--- WORK ORDER ---
Your answer should be only the lines below from the one with "Each instance of the sneaker" to the one with "Each instance of the paved sidewalk", repeated exactly, ends included.

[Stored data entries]
┌──

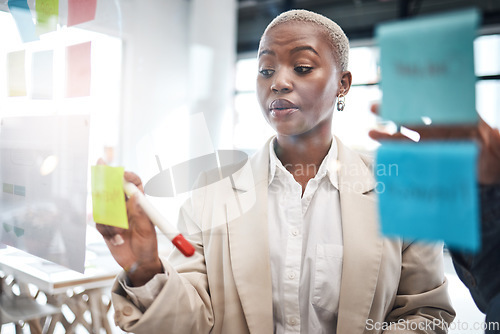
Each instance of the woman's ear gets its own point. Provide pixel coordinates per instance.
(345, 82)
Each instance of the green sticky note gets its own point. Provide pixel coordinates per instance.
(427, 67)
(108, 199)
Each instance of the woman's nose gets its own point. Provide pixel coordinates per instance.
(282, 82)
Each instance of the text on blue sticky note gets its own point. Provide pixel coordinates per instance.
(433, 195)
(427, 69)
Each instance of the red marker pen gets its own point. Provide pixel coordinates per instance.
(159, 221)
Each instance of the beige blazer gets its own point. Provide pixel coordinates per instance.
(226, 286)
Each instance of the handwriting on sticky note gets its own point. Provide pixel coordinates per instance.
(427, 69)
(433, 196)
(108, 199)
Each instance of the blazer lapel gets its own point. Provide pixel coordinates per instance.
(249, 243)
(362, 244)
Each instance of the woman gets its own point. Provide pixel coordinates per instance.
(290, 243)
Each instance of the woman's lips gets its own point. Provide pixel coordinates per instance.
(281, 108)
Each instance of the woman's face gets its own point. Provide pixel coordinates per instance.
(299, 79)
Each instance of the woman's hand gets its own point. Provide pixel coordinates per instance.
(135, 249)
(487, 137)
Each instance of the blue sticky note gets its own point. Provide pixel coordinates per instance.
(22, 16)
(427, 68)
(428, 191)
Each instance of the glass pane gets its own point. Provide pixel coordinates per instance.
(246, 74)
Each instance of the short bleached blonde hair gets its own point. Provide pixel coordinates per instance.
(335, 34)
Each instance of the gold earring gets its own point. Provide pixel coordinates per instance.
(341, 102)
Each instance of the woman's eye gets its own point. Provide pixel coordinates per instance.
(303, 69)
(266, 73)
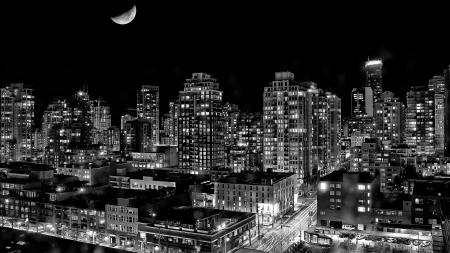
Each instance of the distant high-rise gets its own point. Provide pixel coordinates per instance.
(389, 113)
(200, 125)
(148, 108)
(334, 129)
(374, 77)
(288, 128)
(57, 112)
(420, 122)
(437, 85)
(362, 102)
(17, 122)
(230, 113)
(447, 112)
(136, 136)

└──
┌──

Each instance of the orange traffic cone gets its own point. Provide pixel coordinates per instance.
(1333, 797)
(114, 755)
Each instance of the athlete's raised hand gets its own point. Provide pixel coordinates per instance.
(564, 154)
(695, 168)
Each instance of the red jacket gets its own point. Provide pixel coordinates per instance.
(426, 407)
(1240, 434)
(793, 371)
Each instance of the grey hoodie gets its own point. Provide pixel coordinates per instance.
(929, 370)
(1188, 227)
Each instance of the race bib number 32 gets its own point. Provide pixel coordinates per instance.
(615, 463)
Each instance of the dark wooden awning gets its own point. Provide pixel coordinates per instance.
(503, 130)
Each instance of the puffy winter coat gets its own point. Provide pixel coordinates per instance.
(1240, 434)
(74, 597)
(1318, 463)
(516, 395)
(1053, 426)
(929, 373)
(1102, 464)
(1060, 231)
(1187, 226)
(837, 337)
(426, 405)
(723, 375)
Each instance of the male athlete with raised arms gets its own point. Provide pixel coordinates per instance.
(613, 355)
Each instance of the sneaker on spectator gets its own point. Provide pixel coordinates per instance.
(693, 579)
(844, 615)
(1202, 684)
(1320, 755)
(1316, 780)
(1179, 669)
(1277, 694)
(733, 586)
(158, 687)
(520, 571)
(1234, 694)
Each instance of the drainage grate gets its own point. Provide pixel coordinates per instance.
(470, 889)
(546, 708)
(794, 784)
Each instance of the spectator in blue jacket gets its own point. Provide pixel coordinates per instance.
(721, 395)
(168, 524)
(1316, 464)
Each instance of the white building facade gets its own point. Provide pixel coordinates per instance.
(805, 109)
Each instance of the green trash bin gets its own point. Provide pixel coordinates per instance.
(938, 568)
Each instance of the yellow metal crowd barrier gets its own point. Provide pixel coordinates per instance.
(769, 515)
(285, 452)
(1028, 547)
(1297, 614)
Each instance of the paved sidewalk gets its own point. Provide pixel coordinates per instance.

└──
┌──

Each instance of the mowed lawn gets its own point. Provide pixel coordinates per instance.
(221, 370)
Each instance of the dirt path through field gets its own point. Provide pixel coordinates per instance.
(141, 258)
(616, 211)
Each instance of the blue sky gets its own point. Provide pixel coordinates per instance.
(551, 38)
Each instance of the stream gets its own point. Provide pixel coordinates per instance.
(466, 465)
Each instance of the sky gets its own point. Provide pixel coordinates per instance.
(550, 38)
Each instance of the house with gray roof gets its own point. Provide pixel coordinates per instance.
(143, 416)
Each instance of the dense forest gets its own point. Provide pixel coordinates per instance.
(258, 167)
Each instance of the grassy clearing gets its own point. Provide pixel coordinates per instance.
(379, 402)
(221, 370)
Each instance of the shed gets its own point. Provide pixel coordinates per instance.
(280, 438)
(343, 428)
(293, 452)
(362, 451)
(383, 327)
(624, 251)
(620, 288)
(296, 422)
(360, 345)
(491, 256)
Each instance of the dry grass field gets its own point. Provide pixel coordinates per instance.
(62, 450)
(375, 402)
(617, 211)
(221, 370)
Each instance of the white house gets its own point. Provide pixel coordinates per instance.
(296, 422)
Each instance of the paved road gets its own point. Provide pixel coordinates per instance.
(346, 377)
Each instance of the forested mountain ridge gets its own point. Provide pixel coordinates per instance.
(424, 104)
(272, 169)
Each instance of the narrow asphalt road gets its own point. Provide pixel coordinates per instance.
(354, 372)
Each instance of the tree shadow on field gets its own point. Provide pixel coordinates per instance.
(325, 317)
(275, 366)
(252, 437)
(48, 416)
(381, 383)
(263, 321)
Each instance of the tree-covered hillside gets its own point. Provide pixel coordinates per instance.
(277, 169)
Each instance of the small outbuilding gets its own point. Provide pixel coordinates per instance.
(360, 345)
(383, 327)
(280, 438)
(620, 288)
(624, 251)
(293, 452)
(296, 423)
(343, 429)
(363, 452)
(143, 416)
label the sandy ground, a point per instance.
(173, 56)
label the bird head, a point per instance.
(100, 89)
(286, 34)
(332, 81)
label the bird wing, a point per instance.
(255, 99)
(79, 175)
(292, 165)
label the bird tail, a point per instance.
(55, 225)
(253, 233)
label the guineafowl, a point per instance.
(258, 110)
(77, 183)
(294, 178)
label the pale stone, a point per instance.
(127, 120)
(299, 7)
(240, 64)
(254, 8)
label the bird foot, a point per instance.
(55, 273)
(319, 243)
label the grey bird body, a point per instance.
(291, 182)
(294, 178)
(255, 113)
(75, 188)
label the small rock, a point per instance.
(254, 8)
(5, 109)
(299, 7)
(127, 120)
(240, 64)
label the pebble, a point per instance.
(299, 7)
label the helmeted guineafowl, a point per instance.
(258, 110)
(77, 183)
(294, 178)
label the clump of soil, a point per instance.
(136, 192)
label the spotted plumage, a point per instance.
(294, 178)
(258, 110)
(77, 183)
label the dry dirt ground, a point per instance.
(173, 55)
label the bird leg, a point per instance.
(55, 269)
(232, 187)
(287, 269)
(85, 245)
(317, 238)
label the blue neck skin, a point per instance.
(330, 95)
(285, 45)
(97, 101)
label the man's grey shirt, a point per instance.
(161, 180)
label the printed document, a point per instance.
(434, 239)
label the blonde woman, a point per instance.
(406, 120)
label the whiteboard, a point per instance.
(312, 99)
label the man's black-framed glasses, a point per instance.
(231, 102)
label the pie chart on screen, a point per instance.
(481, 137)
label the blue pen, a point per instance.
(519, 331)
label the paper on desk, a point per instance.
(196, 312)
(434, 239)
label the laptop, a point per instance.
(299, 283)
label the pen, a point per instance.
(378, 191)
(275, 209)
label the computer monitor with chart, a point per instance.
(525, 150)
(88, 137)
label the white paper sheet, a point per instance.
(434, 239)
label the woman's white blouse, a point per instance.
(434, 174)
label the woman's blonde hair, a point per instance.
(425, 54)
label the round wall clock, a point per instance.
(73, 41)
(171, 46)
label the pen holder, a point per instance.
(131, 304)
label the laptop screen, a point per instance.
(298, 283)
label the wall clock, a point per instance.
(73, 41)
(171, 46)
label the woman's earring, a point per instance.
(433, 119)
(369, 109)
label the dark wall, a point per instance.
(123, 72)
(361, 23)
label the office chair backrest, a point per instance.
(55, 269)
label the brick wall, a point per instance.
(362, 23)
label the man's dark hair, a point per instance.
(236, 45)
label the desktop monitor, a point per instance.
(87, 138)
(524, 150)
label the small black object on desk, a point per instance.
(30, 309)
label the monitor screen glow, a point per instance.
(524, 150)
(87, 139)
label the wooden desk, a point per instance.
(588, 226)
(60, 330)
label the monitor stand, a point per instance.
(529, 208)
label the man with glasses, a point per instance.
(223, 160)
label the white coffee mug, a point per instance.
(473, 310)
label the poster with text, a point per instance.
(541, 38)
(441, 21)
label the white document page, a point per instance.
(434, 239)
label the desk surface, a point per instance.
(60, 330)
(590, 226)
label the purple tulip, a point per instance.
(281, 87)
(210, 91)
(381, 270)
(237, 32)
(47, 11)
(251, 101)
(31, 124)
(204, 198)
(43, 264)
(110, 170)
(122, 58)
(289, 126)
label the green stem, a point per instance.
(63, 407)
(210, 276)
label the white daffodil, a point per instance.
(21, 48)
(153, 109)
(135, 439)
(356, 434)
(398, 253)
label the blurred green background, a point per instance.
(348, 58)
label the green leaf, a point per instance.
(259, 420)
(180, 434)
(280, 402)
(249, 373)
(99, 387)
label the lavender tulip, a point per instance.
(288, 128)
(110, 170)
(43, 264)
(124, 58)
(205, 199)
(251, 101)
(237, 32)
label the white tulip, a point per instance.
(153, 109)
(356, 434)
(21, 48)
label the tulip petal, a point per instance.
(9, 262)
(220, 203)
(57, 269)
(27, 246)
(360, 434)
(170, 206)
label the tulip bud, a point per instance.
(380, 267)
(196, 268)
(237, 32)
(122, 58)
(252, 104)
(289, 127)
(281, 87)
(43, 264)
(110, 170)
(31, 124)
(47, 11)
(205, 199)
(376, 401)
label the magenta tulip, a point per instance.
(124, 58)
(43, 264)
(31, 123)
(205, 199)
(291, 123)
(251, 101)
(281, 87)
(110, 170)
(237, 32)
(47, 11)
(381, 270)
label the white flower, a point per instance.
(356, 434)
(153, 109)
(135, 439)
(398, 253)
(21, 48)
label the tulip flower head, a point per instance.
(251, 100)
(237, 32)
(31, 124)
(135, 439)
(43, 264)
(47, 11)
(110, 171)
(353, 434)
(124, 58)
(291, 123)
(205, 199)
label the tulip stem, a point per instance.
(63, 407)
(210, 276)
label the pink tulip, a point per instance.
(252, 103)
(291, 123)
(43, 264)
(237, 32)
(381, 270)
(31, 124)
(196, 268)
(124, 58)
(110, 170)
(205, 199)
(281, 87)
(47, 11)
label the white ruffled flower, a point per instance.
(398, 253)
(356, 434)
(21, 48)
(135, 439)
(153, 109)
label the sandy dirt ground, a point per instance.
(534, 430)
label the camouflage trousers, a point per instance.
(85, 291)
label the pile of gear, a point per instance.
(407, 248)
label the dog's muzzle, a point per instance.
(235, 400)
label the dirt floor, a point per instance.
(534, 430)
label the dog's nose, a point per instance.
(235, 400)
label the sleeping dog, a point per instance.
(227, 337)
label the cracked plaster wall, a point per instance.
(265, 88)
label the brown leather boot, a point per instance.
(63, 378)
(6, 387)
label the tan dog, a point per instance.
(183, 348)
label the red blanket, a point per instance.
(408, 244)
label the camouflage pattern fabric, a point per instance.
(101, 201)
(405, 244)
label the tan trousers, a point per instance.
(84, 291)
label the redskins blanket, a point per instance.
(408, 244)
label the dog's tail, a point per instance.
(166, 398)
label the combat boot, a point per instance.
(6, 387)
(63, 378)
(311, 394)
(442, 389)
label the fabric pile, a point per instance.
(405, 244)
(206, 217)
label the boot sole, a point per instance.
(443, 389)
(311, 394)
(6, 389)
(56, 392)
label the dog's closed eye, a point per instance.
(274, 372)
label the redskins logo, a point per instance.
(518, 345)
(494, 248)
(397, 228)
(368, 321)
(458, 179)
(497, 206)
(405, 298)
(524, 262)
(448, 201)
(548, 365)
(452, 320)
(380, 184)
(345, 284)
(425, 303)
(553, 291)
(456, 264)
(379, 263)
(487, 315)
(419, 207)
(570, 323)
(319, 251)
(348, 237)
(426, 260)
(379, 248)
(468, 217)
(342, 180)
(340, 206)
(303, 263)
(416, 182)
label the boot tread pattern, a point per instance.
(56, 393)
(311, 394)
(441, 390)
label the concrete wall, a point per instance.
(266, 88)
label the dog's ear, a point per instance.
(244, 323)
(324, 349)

└──

--- WRITTEN SOLUTION ---
Each instance of the sneaker on spectator gets its own point. Provide pixel coordinates per instance.
(693, 579)
(844, 615)
(1202, 684)
(1320, 755)
(1316, 780)
(1179, 669)
(1277, 694)
(733, 586)
(158, 687)
(520, 571)
(1234, 694)
Each instance of the drainage grate gets its own point. Provide pixel coordinates per instance.
(470, 889)
(546, 708)
(794, 784)
Each instance of the spectator in blue jacket gets its own point. Provide pixel coordinates per instance.
(721, 395)
(168, 524)
(1316, 464)
Each instance of the white building facade gets its own point. Provide pixel coordinates per instance.
(805, 109)
Each instance of the green trash bin gets its own point. Provide pixel coordinates per instance.
(938, 568)
Each instance of the yellow metal crowd barrier gets its own point. Provide pixel coordinates per instance.
(769, 515)
(285, 452)
(1028, 547)
(1297, 614)
Each instance of the paved sidewalk gets its own point. Provide pixel coordinates per instance.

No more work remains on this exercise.